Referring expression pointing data
== Segment start ==

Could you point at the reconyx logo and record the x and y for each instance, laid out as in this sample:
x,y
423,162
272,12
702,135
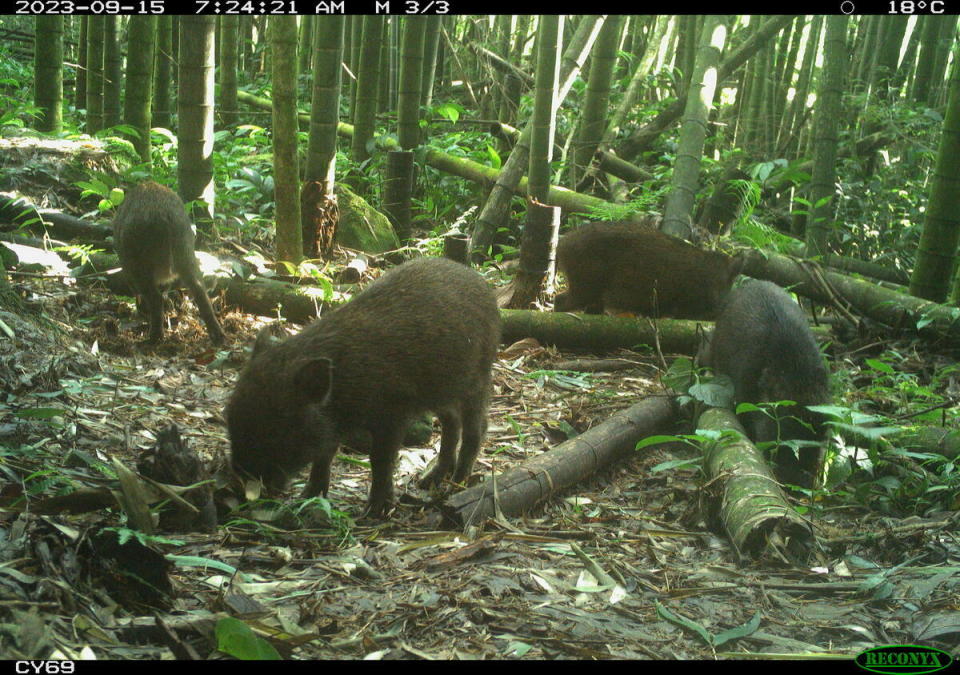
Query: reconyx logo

== Segment end ==

_Assignment_
Tally the lines above containing "logo". Answer with the count only.

_Worked solution_
2